## What the task requires
A word-for-word restatement of every entry is what is needed here.

---------- Exercise input ----------

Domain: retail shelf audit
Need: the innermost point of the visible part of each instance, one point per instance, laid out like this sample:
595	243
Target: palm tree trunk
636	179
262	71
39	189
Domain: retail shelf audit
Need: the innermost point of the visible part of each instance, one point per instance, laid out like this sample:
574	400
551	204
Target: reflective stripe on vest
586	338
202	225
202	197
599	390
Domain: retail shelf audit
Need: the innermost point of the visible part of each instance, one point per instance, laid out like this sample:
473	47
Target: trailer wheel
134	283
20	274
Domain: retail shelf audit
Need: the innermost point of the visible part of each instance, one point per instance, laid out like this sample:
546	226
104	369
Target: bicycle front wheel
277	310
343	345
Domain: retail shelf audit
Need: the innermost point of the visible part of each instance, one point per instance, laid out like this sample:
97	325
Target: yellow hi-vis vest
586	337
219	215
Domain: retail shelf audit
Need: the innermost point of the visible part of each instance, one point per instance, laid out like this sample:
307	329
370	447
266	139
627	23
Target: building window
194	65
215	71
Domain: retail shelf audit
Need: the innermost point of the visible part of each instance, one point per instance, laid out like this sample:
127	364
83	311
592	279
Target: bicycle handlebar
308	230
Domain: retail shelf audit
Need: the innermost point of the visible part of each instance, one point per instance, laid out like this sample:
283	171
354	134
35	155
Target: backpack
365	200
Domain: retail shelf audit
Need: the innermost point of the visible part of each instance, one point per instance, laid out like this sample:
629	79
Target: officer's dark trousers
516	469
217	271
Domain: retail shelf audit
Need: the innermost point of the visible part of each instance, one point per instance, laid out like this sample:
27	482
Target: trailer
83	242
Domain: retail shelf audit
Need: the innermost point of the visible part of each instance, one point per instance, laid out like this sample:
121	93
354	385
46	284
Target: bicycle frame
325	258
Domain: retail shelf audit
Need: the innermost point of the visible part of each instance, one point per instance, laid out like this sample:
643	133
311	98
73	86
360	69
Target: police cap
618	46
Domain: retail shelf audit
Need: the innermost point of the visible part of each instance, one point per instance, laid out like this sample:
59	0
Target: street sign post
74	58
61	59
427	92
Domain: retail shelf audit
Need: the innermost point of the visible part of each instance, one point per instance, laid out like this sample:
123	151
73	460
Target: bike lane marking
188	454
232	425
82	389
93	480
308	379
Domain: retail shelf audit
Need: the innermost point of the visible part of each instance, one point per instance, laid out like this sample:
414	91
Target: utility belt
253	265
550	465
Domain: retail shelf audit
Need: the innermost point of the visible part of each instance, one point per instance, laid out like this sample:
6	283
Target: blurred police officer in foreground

----------

## Task solution
Domain: retail shelf audit
Need: the innermost point of the visible part of each instance, one point per instance, laid out like this sample:
595	243
Target: palm tree trunk
636	179
262	71
39	189
Domain: retail shelf audit
Need: the innermost point of the visible part of each instance, one point per instance, laid out like this sample:
574	400
551	204
Target: reflective stripe on vest
586	338
202	225
202	197
599	390
Domain: retail shelf audit
Need: the innermost point of the visible part of each instance, one point per instance, laid out like this sample:
473	47
Target: trailer wheel
134	283
20	274
Domain: retail shelf audit
Need: the innermost point of the visible part of each instance, one point per instance, laid out like this sample:
546	226
104	369
Target: bicycle front wheel
277	310
343	345
Domain: retail shelf audit
Need: the innermost point of the visible part of each instance, one point per instance, laid out like this sample:
97	325
Target: yellow hi-vis vest
586	337
219	215
Domain: retail shelf audit
Need: the innermost point of the visible part of each instance, one point per instance, laid out like this sample:
307	329
370	447
266	139
627	23
Target: building window
194	65
215	71
Domain: retail shelf audit
Need: the innermost point of the visible part of each instance, one point per instance, laid out like this sample:
127	364
83	311
592	279
Target: bicycle handlebar
308	230
Domain: retail shelf audit
Need: the innermost point of the visible part of each instance, one point per instance, laid out like this sample:
283	171
354	134
35	155
Target: backpack
365	200
Domain: retail shelf audit
Need: the innermost point of the visible part of each instance, one point per instance, laid out like this sample:
629	79
Target: officer's dark trousers
516	469
217	271
Domain: retail shelf audit
Need: the innermost point of the visible part of each instance, one point per instance, laid out like this sample:
27	482
Target: trailer
83	242
Domain: retail shelf audit
Need: the innermost point of the visible part of each instance, one point per instance, laid out like this sample:
121	93
354	385
46	284
Target: bicycle frame
325	258
Domain: retail shelf audit
Need: the innermost point of the visible part of each instance, one point per instance, laid out like this sample:
643	133
311	98
73	86
360	69
Target: police cap
618	46
Domain: retail shelf audit
Need: the innermost point of the visible part of each instance, one point per instance, laid out like this sample:
59	0
Target: street sign post
74	58
61	59
427	92
Domain: retail shelf audit
Need: the innermost point of the visible part of each instance, one point per instance, laid out like this sample:
123	151
73	460
Target: bike lane marking
188	454
232	425
82	389
93	480
308	379
Domain: retail shelf audit
Need: the innermost point of the visible part of each instance, one point per instance, laid out like this sample:
414	91
Target: utility belt
253	265
550	465
Domain: retail shelf audit
Need: the innermost point of the visible part of each instance, one point per instance, laid out like this sample:
6	283
Target: blurred police officer in foreground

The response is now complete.